**Short task**
Give again, word for word, only the lines from the one containing "lawn in the photo above." through the final line.

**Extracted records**
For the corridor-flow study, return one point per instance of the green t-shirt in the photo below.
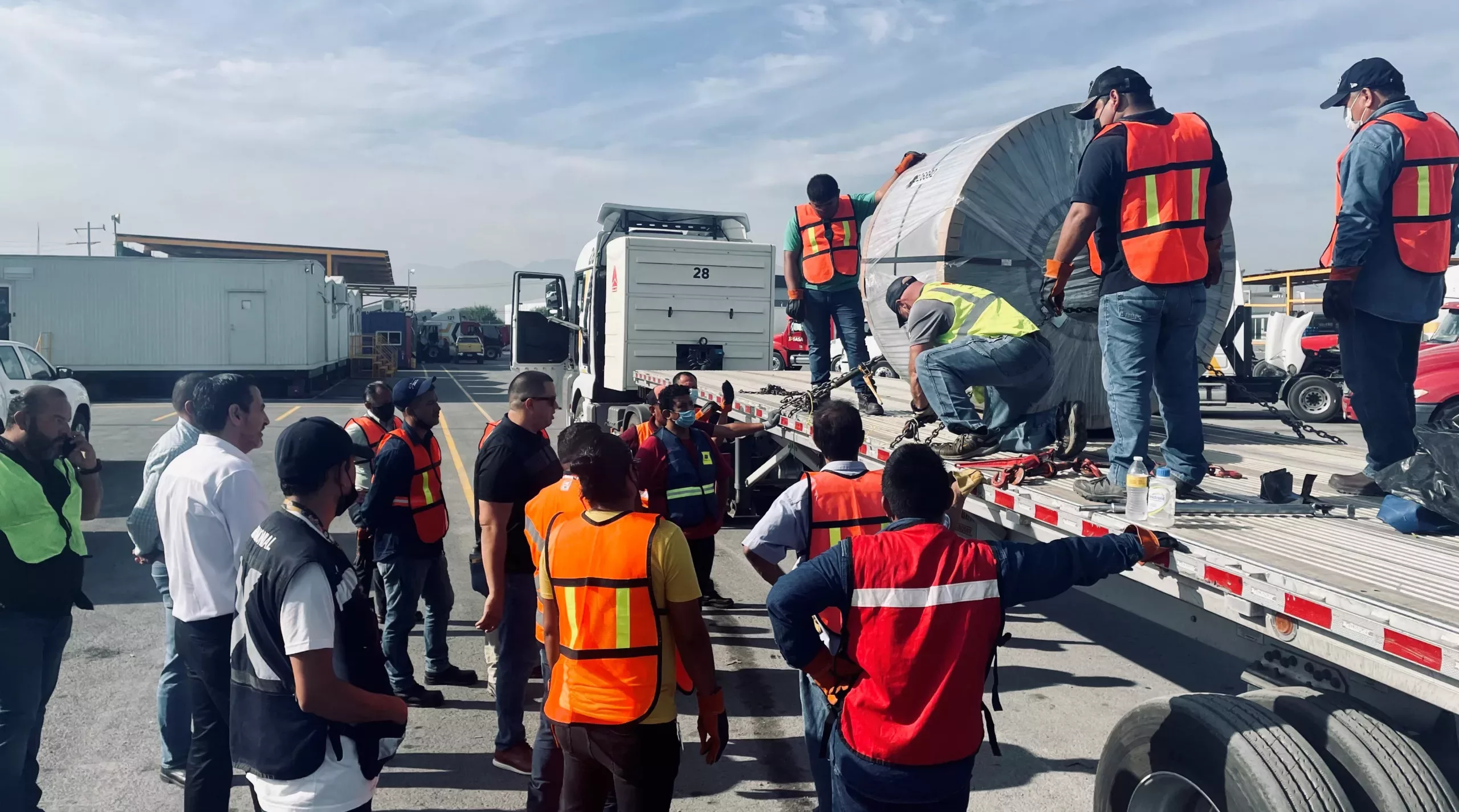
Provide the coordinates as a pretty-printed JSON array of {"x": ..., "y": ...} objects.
[{"x": 863, "y": 205}]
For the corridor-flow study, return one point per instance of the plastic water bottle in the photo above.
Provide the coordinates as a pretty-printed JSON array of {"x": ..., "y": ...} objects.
[
  {"x": 1137, "y": 490},
  {"x": 1162, "y": 503}
]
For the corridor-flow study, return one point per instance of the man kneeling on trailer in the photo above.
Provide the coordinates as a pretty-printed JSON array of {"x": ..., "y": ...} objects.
[
  {"x": 963, "y": 336},
  {"x": 923, "y": 613}
]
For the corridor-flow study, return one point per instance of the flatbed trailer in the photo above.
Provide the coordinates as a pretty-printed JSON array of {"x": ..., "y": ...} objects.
[{"x": 1332, "y": 602}]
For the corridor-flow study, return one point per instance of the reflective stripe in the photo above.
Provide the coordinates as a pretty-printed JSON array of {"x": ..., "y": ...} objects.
[
  {"x": 1152, "y": 202},
  {"x": 625, "y": 614},
  {"x": 1195, "y": 193},
  {"x": 912, "y": 598},
  {"x": 1423, "y": 191}
]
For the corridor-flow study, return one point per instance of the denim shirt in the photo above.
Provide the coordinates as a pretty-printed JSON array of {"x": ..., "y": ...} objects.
[{"x": 1385, "y": 288}]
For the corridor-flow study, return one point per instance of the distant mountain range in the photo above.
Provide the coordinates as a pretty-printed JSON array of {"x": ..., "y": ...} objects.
[{"x": 480, "y": 282}]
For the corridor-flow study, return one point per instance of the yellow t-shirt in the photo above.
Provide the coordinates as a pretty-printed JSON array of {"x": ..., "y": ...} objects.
[{"x": 671, "y": 578}]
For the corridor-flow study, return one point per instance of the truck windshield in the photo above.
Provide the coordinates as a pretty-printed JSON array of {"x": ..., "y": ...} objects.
[{"x": 1448, "y": 330}]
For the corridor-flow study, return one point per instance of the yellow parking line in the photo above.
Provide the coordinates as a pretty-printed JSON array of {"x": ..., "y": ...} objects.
[{"x": 456, "y": 457}]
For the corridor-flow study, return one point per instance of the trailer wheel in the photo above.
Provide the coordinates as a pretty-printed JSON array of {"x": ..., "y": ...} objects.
[
  {"x": 1315, "y": 398},
  {"x": 1381, "y": 769},
  {"x": 1212, "y": 753}
]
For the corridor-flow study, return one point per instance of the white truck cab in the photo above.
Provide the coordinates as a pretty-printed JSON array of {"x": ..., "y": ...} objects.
[
  {"x": 22, "y": 368},
  {"x": 657, "y": 289}
]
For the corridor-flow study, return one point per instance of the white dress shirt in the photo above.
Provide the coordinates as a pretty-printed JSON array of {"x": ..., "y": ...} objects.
[{"x": 209, "y": 503}]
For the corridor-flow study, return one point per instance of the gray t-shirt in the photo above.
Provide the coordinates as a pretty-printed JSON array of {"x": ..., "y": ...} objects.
[{"x": 928, "y": 320}]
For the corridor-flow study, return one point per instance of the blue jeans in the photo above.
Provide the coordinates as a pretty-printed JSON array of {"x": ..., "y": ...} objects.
[
  {"x": 814, "y": 713},
  {"x": 1016, "y": 371},
  {"x": 174, "y": 706},
  {"x": 1147, "y": 334},
  {"x": 842, "y": 307},
  {"x": 407, "y": 581},
  {"x": 519, "y": 651},
  {"x": 1379, "y": 364},
  {"x": 32, "y": 648}
]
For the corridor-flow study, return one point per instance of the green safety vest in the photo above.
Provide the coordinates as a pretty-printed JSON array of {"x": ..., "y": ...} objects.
[
  {"x": 976, "y": 311},
  {"x": 28, "y": 520}
]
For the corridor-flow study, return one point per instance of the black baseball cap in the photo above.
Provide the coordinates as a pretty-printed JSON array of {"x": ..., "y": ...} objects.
[
  {"x": 1116, "y": 77},
  {"x": 1374, "y": 72},
  {"x": 895, "y": 292},
  {"x": 410, "y": 388},
  {"x": 311, "y": 447}
]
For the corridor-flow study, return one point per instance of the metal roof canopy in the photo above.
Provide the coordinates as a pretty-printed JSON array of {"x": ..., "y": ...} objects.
[{"x": 358, "y": 266}]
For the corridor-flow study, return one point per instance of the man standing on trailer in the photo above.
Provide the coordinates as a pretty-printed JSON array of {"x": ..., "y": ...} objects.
[
  {"x": 1397, "y": 226},
  {"x": 839, "y": 502},
  {"x": 1152, "y": 190},
  {"x": 963, "y": 336},
  {"x": 822, "y": 267}
]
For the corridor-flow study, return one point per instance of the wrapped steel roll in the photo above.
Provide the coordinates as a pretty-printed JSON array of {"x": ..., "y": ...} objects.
[{"x": 987, "y": 210}]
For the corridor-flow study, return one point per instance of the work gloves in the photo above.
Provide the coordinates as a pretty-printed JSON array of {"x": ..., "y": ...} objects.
[
  {"x": 1337, "y": 299},
  {"x": 1156, "y": 544},
  {"x": 714, "y": 725},
  {"x": 834, "y": 675},
  {"x": 910, "y": 161}
]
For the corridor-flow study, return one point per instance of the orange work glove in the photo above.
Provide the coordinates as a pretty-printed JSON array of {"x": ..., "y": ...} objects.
[
  {"x": 910, "y": 161},
  {"x": 834, "y": 675},
  {"x": 1158, "y": 546},
  {"x": 714, "y": 725}
]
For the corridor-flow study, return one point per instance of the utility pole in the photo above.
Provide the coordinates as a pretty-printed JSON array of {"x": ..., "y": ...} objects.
[{"x": 88, "y": 242}]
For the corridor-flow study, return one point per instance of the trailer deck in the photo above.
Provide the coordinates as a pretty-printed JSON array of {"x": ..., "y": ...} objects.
[{"x": 1351, "y": 591}]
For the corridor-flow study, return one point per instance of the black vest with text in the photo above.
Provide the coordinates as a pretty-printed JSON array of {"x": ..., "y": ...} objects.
[{"x": 270, "y": 737}]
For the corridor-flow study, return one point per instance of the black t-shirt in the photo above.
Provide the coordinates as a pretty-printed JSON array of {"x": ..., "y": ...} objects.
[
  {"x": 1102, "y": 184},
  {"x": 512, "y": 467},
  {"x": 55, "y": 585}
]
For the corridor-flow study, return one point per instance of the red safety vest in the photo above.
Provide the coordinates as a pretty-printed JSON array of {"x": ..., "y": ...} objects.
[
  {"x": 374, "y": 434},
  {"x": 1162, "y": 213},
  {"x": 426, "y": 499},
  {"x": 1421, "y": 193},
  {"x": 924, "y": 625},
  {"x": 828, "y": 247},
  {"x": 842, "y": 507}
]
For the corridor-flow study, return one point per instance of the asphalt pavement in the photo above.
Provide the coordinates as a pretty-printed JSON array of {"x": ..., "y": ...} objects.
[{"x": 1074, "y": 665}]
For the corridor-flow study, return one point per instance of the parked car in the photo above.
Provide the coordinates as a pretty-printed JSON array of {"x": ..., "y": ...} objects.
[
  {"x": 1436, "y": 388},
  {"x": 22, "y": 368}
]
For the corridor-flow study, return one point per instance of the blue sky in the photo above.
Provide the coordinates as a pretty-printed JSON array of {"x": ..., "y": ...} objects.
[{"x": 449, "y": 132}]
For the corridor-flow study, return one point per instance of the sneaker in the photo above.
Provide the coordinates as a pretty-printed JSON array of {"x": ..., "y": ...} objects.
[
  {"x": 176, "y": 776},
  {"x": 1073, "y": 434},
  {"x": 1101, "y": 490},
  {"x": 418, "y": 696},
  {"x": 517, "y": 758},
  {"x": 451, "y": 675},
  {"x": 1354, "y": 484},
  {"x": 965, "y": 447}
]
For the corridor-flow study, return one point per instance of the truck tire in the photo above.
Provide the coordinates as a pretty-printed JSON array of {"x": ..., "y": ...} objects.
[
  {"x": 1381, "y": 769},
  {"x": 1169, "y": 753},
  {"x": 1315, "y": 398}
]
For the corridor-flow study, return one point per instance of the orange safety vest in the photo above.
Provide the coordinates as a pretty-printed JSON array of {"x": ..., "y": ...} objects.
[
  {"x": 828, "y": 247},
  {"x": 1421, "y": 193},
  {"x": 610, "y": 649},
  {"x": 1162, "y": 213},
  {"x": 374, "y": 432},
  {"x": 426, "y": 500},
  {"x": 842, "y": 507}
]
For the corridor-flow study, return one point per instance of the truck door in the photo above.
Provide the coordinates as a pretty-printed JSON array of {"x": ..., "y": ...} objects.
[{"x": 540, "y": 337}]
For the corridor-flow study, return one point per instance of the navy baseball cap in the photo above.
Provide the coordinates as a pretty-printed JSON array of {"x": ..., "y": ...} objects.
[
  {"x": 410, "y": 388},
  {"x": 1374, "y": 72},
  {"x": 311, "y": 447},
  {"x": 1116, "y": 77}
]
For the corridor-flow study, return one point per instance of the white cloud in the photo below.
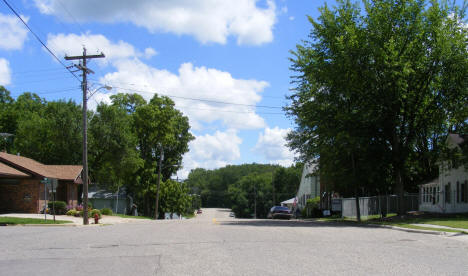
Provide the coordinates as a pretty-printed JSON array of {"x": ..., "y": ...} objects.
[
  {"x": 12, "y": 32},
  {"x": 72, "y": 44},
  {"x": 211, "y": 151},
  {"x": 5, "y": 74},
  {"x": 194, "y": 83},
  {"x": 150, "y": 52},
  {"x": 207, "y": 20},
  {"x": 271, "y": 145},
  {"x": 134, "y": 76}
]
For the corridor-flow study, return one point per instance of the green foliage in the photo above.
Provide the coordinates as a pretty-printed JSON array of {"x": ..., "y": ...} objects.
[
  {"x": 106, "y": 212},
  {"x": 251, "y": 193},
  {"x": 60, "y": 207},
  {"x": 94, "y": 212},
  {"x": 213, "y": 185},
  {"x": 376, "y": 92},
  {"x": 71, "y": 212}
]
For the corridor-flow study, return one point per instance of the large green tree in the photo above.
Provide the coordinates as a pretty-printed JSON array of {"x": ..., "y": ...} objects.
[
  {"x": 377, "y": 88},
  {"x": 114, "y": 158}
]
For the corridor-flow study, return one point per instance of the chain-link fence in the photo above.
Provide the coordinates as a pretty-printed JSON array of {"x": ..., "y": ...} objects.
[{"x": 376, "y": 205}]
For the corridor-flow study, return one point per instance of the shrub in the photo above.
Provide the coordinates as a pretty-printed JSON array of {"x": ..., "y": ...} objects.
[
  {"x": 60, "y": 207},
  {"x": 71, "y": 212},
  {"x": 106, "y": 211},
  {"x": 312, "y": 207},
  {"x": 93, "y": 212}
]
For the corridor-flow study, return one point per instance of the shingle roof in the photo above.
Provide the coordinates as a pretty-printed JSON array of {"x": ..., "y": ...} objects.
[
  {"x": 62, "y": 172},
  {"x": 6, "y": 170}
]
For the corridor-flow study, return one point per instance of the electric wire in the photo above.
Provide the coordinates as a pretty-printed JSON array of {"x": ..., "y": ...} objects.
[
  {"x": 39, "y": 39},
  {"x": 197, "y": 99}
]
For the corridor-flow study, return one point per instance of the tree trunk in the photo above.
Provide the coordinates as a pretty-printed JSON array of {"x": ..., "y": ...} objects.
[{"x": 397, "y": 172}]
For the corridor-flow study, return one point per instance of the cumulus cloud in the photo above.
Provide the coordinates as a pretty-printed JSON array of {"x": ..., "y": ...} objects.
[
  {"x": 5, "y": 74},
  {"x": 211, "y": 151},
  {"x": 271, "y": 145},
  {"x": 194, "y": 83},
  {"x": 206, "y": 20},
  {"x": 132, "y": 75},
  {"x": 72, "y": 44},
  {"x": 12, "y": 32}
]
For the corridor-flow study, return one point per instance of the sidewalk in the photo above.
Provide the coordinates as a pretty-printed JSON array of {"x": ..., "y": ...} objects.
[
  {"x": 440, "y": 227},
  {"x": 76, "y": 221}
]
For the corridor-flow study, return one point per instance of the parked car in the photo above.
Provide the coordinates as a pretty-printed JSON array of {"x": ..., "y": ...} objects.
[{"x": 279, "y": 212}]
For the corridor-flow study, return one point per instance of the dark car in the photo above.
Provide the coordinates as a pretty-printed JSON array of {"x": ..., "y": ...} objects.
[{"x": 279, "y": 212}]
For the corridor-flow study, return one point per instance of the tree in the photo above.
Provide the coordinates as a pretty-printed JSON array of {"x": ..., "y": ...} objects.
[
  {"x": 114, "y": 159},
  {"x": 252, "y": 195},
  {"x": 374, "y": 87},
  {"x": 49, "y": 132},
  {"x": 162, "y": 131}
]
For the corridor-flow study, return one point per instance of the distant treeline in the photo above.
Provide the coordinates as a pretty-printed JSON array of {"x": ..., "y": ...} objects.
[{"x": 240, "y": 186}]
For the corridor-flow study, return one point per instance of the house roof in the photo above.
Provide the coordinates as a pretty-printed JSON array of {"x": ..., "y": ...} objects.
[
  {"x": 289, "y": 201},
  {"x": 28, "y": 165},
  {"x": 6, "y": 170}
]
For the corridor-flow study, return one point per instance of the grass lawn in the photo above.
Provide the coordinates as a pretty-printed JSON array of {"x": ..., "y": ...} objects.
[
  {"x": 454, "y": 221},
  {"x": 127, "y": 216},
  {"x": 14, "y": 221}
]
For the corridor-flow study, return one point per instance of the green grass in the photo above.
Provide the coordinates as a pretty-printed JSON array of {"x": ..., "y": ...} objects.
[
  {"x": 345, "y": 219},
  {"x": 127, "y": 216},
  {"x": 14, "y": 221}
]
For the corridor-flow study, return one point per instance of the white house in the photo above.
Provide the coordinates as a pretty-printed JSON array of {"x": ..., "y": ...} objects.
[
  {"x": 309, "y": 186},
  {"x": 448, "y": 193}
]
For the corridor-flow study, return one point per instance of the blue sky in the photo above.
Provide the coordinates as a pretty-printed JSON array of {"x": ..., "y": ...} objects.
[{"x": 232, "y": 51}]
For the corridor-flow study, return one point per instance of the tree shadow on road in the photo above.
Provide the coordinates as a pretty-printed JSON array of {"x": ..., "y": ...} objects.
[{"x": 292, "y": 223}]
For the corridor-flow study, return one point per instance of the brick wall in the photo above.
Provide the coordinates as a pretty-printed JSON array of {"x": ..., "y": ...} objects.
[{"x": 21, "y": 195}]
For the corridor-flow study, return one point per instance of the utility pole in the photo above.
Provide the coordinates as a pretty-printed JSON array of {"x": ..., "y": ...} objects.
[
  {"x": 161, "y": 157},
  {"x": 84, "y": 85}
]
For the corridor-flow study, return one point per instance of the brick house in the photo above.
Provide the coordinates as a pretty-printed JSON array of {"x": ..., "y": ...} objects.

**Full response**
For the corridor-flow study, return one point per instance of the grass lawn in the photo above.
Provide the coordinates as a pretty-printed JSON array of {"x": ..., "y": ...} objects.
[
  {"x": 454, "y": 221},
  {"x": 127, "y": 216},
  {"x": 14, "y": 221}
]
For the corridor-flow study, return one point per instance of the green grass in the photo above.
Provide the coordinates as a pretty-printed JSON array of {"x": ..., "y": ...} objects.
[
  {"x": 345, "y": 219},
  {"x": 127, "y": 216},
  {"x": 14, "y": 221}
]
For the corridor-flow study, return one point per instance of the white house in the photo above.
Provide the coordinates as a pretty-printed JSON array of {"x": ..., "y": ...} objects.
[
  {"x": 309, "y": 186},
  {"x": 448, "y": 193}
]
For the corridor-flow study, return one point per instance of the blue sky in the photo above.
Provide the coordinates as a pretty-printed JSON array of {"x": ..., "y": ...} objects.
[{"x": 232, "y": 51}]
For the corridor-flow study, return one point per instance of the tree shadow on road in the photo above.
Provide the coordinates as a pretty-printed JSON array of {"x": ..., "y": ...} objects.
[{"x": 292, "y": 223}]
For the corridor-flow study, return one point per instance of the brick wall in the photo above.
Provide the coordinates as a pretty-printed JSON array of {"x": ..., "y": ...} objects.
[{"x": 21, "y": 195}]
For the corridor-flow study, return one point per instance of the utility pole in the photo above.
Provide the coordinates as a pretty-printed JSON array of {"x": ..., "y": ...} objects.
[
  {"x": 161, "y": 157},
  {"x": 84, "y": 85}
]
For the corridor-flow study, return one point per instance of the brick house in the photo above.
Provide the coordinates as a pretty-printed JSON array of {"x": ..., "y": ...} objects.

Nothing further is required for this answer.